- [Written problem 1]: From the conference call opening, list every title held by Jeff Knutson.

Good day, and welcome to the Twin Disc Fiscal Fourth Quarter 2016 Investor Conference Call. Today’s conference is being recorded. At this time, I would like to turn the conference over to Mr. Stan Berger of SM Berger. Please go ahead, sir.

Stan Berger

Management

Thank you, Brian. On behalf of the management of Twin Disc, we’re extremely pleased that you have taken the time to participate in our call. And thank you for joining us to discuss the Company’s fiscal 2016 fourth quarter and full-year financial results and business outlook. Before I introduce management, I would like to remind everyone that certain statements made during the course of this conference call, especially those that state management’s intentions, hopes, beliefs, expectations or predictions for the future are forward-looking statements. It is important to remember that the Company’s actual results could differ materially from those projected in such forward-looking statements. Additional information concerning factors that could cause actual results to differ materially from those in the forward-looking statements are contained in the Company’s Annual Report on Form 10-K, copies of which may be obtained by contacting either the Company or the SEC. By now, you should have received a copy of the news release which was issued this morning before the market opened. If you have not received a copy, please call Annette Mianecki at 262-638-4000 and she will send you a copy. Hosting the call today are John Batten, Twin Disc President and Chief Executive Officer and Jeff Knutson, the Company’s Vice President of Finance, Chief Financial Officer, Treasurer and Secretary. At this time, I will turn the call over to John Batten. John?

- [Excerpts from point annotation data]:
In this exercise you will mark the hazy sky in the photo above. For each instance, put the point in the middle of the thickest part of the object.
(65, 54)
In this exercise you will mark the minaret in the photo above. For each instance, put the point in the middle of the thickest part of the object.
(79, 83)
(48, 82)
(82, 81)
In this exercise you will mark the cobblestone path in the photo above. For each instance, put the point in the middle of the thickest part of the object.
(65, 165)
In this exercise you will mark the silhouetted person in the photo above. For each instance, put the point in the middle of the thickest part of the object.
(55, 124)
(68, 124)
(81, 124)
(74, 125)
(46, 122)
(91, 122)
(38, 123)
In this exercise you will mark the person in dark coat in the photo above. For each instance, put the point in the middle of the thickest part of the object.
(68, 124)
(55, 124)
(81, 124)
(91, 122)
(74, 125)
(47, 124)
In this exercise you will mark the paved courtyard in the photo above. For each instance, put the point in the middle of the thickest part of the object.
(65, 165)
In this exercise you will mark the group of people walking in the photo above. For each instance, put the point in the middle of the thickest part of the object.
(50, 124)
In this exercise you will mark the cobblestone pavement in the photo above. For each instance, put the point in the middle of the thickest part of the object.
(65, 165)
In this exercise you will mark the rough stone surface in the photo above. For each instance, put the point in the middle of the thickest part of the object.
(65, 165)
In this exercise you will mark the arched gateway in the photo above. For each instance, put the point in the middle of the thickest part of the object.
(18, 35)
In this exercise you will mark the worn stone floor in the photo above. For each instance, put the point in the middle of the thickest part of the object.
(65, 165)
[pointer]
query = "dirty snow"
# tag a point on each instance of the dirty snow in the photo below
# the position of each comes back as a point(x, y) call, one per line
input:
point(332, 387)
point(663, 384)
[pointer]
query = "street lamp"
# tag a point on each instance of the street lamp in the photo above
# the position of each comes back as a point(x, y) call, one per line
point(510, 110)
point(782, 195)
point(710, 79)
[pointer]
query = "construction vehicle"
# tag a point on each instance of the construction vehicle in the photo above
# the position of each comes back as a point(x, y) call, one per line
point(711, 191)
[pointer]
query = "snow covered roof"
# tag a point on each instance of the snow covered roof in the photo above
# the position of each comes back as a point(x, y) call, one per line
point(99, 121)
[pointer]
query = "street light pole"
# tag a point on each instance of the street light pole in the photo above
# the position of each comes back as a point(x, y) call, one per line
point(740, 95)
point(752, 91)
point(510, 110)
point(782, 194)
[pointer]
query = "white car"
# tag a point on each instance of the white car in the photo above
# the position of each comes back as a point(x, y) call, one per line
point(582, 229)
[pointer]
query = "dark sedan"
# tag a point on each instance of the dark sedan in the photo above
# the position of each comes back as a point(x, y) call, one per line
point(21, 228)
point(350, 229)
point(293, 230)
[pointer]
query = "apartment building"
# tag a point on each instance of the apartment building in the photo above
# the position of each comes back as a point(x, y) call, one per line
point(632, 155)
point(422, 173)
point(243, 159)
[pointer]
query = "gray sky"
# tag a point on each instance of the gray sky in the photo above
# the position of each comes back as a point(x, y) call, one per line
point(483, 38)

- [Written problem 2]: Find each line of the records containing the word "person" and copy it out. Case counts.

- [Response 1]:
Vice President of Finance
Chief Financial Officer
Treasurer
Secretary

- [Response 2]:
In this exercise you will mark the silhouetted person in the photo above. For each instance, put the point in the middle of the thickest part of the object.
In this exercise you will mark the person in dark coat in the photo above. For each instance, put the point in the middle of the thickest part of the object.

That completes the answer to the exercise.